▶ [WORK ITEM A]: According to the dabigatran study summary, what percentage of patients were still taking dabigatran at 2 years?
▶ [WORK ITEM B]: Print the part of the dabigatran study summary that opens with the words containing "The subjects of" and closes with "for 2 years.".
▶ [WORK ITEM C]: Please carry on the dabigatran study summary from where it stops.

Dabigatran Therapy at 2 Years for Atrial Fibrillation
In patients with atrial fibrillation (AF) who are anticoagulated with dabigatran, how often are the patients still taking the dabigatran 2 years later?
The subjects of this study were 2,932 patients (mean age 70.3 years) who were enrolled in an international AF registry and who were anticoagulated with dabigatran. The patients were followed for 2 years.
The percentage of patients still taking dabigatran was 76.6% at 1 year and 69.2% at 2 years. Overall, 14.9% of patients discontinued treatment with dabigatran and remained anticoagulated and 13.3% were treated with another anticoagulant after discontinuing treatment with dabigatran. In 59.8% of patients who discontinued treatment with dabigatran, the reason was not specified. Eight percent stopped taking dabigatran because of dyspepsia, 7.7% because of a serious adverse event, 7% because of a bleeding event, and 2.3% because of cost. The strongest predictors of discontinuation of dabigatran were location in North America (hazard ratio [HR], 1.53), prior stroke (HR, 0.66), and permanent as opposed to paroxysmal or persistent AF (HR, 0.66).

▶ [DATA]:
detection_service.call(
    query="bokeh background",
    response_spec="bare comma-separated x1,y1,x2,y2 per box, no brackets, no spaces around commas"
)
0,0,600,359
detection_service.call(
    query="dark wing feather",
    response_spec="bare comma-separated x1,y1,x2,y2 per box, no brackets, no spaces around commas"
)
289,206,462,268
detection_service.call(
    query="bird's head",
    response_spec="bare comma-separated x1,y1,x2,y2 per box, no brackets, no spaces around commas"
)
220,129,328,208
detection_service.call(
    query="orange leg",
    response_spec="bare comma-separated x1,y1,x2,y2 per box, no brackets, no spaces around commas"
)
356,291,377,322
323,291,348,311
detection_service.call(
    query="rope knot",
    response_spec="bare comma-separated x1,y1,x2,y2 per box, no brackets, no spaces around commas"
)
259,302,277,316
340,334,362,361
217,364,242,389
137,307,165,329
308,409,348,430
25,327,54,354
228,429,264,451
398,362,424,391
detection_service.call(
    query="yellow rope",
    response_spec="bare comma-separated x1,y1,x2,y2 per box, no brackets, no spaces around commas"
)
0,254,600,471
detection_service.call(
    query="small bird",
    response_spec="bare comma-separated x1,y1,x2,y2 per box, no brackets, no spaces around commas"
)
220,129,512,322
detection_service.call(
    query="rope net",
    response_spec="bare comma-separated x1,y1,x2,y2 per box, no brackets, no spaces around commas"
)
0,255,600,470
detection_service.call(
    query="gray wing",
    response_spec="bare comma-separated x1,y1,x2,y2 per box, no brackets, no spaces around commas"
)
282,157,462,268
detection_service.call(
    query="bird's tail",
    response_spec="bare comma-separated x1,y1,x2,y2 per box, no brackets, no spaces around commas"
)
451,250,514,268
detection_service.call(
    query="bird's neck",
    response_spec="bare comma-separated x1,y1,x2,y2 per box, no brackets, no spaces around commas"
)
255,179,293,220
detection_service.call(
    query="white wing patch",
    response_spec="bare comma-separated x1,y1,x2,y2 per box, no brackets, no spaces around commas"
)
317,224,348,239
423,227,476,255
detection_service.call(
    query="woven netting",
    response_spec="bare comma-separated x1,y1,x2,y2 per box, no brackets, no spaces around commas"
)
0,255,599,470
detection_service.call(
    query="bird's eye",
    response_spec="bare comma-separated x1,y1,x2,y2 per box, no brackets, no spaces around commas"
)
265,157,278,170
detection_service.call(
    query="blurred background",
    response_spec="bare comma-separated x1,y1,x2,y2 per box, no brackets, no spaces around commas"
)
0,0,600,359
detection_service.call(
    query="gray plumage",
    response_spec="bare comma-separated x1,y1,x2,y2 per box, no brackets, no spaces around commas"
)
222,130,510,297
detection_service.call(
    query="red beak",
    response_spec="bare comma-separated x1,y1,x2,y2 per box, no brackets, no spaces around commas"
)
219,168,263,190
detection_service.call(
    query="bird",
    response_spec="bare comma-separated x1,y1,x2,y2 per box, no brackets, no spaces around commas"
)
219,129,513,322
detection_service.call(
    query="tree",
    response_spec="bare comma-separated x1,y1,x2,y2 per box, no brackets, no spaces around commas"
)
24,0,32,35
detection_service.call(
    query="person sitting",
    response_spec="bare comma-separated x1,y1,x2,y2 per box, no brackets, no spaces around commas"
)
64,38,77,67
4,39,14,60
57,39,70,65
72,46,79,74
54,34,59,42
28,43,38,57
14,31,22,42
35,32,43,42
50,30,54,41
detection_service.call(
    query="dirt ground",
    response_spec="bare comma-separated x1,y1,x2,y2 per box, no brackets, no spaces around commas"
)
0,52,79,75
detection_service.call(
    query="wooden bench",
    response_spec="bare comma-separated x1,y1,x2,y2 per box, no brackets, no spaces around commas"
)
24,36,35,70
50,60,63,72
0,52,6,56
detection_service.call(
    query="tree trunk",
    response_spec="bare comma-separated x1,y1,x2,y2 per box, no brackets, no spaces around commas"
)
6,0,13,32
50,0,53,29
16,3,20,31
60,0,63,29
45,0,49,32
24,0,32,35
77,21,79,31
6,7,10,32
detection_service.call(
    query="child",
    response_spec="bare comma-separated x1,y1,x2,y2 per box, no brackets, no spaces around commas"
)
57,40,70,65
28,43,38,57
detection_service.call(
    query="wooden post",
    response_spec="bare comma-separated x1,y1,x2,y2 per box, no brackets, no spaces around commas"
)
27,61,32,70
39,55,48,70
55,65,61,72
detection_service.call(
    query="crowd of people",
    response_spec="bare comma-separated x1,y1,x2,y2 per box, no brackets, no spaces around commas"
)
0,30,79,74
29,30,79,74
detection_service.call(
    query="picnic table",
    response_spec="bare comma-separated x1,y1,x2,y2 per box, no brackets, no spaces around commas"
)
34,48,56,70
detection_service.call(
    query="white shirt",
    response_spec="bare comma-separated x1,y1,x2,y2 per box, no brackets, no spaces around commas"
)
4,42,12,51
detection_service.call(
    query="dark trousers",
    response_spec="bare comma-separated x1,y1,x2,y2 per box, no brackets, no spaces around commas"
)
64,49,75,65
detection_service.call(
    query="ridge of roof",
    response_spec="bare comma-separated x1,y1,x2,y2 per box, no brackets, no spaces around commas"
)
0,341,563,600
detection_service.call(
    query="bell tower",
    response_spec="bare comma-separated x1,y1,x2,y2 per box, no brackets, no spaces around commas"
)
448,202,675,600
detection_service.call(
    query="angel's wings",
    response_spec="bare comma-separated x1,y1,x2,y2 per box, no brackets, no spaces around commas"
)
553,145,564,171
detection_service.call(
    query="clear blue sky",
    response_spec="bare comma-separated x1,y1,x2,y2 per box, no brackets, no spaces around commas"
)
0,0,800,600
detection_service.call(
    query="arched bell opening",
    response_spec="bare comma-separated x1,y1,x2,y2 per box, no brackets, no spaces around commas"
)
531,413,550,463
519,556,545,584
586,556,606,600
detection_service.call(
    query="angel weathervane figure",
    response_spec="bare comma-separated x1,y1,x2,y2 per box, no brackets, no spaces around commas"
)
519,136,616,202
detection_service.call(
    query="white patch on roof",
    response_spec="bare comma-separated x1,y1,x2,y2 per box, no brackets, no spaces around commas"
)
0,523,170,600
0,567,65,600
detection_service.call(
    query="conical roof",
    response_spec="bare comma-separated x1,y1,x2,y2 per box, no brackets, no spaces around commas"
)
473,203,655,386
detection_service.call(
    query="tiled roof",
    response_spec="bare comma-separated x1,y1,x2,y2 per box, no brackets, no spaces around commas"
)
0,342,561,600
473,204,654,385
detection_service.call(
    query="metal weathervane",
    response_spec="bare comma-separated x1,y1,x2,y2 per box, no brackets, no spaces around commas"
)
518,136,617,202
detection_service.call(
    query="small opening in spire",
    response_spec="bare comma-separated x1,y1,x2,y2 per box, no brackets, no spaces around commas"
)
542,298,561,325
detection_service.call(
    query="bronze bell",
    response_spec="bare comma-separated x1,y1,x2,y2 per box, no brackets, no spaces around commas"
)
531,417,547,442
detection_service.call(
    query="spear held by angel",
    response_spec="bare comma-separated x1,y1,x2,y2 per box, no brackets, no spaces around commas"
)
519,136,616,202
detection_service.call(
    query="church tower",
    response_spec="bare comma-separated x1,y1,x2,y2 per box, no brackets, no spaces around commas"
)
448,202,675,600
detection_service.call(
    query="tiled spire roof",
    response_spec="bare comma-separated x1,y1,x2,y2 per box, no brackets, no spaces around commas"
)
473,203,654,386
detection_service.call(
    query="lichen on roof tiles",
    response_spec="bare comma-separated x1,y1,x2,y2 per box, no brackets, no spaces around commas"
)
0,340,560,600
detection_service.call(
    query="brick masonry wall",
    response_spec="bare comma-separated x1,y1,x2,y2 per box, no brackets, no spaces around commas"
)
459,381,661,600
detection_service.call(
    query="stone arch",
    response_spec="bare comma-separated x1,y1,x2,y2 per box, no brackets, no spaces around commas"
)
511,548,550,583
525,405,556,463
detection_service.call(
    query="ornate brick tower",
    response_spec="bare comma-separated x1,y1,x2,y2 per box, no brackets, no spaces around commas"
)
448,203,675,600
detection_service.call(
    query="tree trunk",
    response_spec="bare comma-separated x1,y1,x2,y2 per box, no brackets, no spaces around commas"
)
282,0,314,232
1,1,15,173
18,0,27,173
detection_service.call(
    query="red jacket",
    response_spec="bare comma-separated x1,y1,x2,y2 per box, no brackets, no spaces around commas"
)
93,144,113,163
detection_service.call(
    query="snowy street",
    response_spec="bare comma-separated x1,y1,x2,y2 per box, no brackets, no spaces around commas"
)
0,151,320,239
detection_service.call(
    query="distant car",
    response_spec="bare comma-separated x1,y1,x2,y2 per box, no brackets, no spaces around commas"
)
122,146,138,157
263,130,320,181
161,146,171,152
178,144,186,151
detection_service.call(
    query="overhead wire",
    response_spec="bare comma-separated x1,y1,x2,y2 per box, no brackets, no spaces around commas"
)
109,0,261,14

▶ [WRITTEN REPLY A]: 69.2%

▶ [WRITTEN REPLY B]:
The subjects of this study were 2,932 patients (mean age 70.3 years) who were enrolled in an international AF registry and who were anticoagulated with dabigatran. The patients were followed for 2 years.

▶ [WRITTEN REPLY C]:
Approximately 70% of AF patients who are anticoagulated with dabigatran are still taking it 2 years later.
The 30% discontinuation rate with dabigatran compares favorably with the discontinuation rates of approximately 25-60% reported for warfarin. This is not surprising given the inconveniences associated with the use of warfarin. Unfortunately, the reason for discontinuation was unknown in 59.8% of patients. Therefore, it is not clear how often dabigatran treatment was discontinued because it was thought that anticoagulation was no longer needed, not because of side effects or an adverse event.